Activity list
1. Translate this sentence from the seminar announcement into Spanish: "To design fire safe buildings and means of transportation, engineers must have an ability to predict the dynamics of fire growth for a set of relevant scenarios."
2. Reproduce the part of the seminar announcement starting at "Advanced Tools for" and ending at "Teams Meeting Now!".

Document text
● ● ● ● ● ● ●

08/12/2024
By Susan D'Amore

Advanced Tools for Enhancing the Development of Innovative and Effective Flame-Retardant Solutions

Thursday, Aug. 15
3 - 5 p.m.
Southwick 240

Attending Online? Join Our MS Teams Meeting Now!
For more information please contact Susan_Damore@uml.edu

3 p.m.
Modeling Material Flammability
Stanislav I. Stoliarov

Department of Fire Protection Engineering | University of Maryland, College Park
To design fire safe buildings and means of transportation, engineers must have an ability to predict the dynamics of fire growth for a set of relevant scenarios. Despite substantial research efforts, a systematic and accurate prediction of fire development is yet to be demonstrated due to, to a large degree, our inability to fully resolve coupling between the gas-phase processes of flaming combustion and condensed-phase processes of pyrolysis, responsible for generation of gaseous fuels. Two key quantities that define this coupling are the rate of heat flow (or heat flux) into the condensed phase and the rate of mass flow (or mass flux) of decomposition products into the gas phase. Recognizing that an improvement in our ability to compute the latter quantity may hold the key to accurate fire growth predictions, a systematic effort has been made by the fire science community to develop progressively more sophisticated models of pyrolysis. State-of-the-art pyrolysis solvers can simulate complex, multi-reaction thermal decomposition mechanisms coupled with physically diverse heat and mass transfer processes taking place in the condensed phase. However, parameterization of these models remains a non-trivial exercise requiring many careful measurements and inverse modeling, which is necessary because some of the processes cannot be fully isolated through experimental design. This presentation will review the recent advancements in formulation, parametrization, and validation of pyrolysis models for combustible solids and identify remaining obstacles preventing us from intelligent design of fire safe materials and structures.

4 p.m.
Past, Present, & Future of Milligram-Scale Flame Calorimetry
Fernando Raffan-Montoya, Ph.D.

● ● ● ● ● ● ●

Study material
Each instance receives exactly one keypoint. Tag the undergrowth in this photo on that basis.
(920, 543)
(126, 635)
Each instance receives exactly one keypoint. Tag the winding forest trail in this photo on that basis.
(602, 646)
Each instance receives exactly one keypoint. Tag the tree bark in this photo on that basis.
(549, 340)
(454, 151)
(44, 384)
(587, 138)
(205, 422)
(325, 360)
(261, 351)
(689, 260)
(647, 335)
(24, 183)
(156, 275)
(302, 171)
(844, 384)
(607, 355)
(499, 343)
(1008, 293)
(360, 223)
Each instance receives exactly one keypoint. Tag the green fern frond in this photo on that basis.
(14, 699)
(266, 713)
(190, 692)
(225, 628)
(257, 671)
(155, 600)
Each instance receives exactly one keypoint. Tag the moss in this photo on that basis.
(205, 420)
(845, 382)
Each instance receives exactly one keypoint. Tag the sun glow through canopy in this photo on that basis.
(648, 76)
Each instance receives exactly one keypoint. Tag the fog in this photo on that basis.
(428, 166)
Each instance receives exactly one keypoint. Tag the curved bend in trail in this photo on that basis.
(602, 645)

● ● ● ● ● ● ●

Per-task answers
1. Para diseñar edificios y medios de transporte seguros frente a incendios, los ingenieros deben ser capaces de predecir la dinámica del crecimiento del fuego en un conjunto de escenarios pertinentes.

2.
Advanced Tools for Enhancing the Development of Innovative and Effective Flame-Retardant Solutions

Thursday, Aug. 15
3 - 5 p.m.
Southwick 240

Attending Online? Join Our MS Teams Meeting Now!